Task description: Print the lines of the records below, starting with the line that contains "fan blade, a" and running through the end of the records, inclusive, without changing a character.

____ Recorded information

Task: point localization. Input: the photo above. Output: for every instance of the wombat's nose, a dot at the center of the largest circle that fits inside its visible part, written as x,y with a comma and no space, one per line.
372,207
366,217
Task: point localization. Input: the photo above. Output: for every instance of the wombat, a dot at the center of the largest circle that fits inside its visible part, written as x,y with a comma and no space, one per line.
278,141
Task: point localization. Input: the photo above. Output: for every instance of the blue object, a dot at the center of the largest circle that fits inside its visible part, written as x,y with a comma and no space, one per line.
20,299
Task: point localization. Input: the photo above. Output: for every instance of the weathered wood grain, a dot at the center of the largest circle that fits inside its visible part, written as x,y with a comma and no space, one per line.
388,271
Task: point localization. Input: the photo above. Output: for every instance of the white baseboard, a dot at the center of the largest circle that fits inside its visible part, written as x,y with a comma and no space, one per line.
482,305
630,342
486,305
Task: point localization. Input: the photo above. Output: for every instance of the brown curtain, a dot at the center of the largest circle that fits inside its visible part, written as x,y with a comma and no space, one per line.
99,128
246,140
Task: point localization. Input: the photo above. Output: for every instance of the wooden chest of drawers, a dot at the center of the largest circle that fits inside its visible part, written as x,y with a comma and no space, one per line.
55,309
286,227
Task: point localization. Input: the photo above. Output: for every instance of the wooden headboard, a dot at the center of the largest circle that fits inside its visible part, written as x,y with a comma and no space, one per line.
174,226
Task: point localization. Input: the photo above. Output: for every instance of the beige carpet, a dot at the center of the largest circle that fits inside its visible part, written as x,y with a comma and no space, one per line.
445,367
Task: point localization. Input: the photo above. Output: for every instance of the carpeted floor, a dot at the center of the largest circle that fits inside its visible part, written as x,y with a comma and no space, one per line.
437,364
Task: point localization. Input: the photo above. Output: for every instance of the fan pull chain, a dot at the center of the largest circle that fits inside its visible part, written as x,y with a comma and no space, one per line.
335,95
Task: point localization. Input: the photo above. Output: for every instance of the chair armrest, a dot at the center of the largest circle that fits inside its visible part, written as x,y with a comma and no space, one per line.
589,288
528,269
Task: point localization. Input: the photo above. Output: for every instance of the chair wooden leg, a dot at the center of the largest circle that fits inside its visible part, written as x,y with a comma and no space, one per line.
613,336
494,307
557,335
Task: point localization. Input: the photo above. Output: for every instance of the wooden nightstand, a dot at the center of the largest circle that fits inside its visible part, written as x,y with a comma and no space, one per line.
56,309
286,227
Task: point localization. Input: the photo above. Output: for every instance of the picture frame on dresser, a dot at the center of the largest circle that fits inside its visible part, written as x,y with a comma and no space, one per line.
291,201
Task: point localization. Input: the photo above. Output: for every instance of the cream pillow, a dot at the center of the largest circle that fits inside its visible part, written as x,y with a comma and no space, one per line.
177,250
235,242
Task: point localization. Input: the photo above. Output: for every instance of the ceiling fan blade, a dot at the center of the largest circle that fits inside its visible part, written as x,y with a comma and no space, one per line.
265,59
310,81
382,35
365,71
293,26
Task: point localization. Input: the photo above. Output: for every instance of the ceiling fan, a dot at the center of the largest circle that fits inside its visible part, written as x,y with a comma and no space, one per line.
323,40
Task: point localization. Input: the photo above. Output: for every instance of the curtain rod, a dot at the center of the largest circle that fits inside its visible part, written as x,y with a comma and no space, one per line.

________

Exercise solution:
Task: point localization. Input: the photo above. Output: for every instance of the ceiling fan blade, a dot at the center of the largest circle that fits inside its visible part, written as x,y with a comma and no space, one per line.
265,59
310,81
382,35
365,71
293,26
Task: point localization. Input: the photo above. Output: for every instance of the ceiling fan, a dot at the center of the largest circle that fits inside its visible part, written as x,y with a comma and no space, one per line.
323,40
Task: point localization. Input: the photo above. Output: for every instance of the curtain rod, a dot at the center of the largest circle that fits inside its visible part, written as x,y with a comma and no space, one per line.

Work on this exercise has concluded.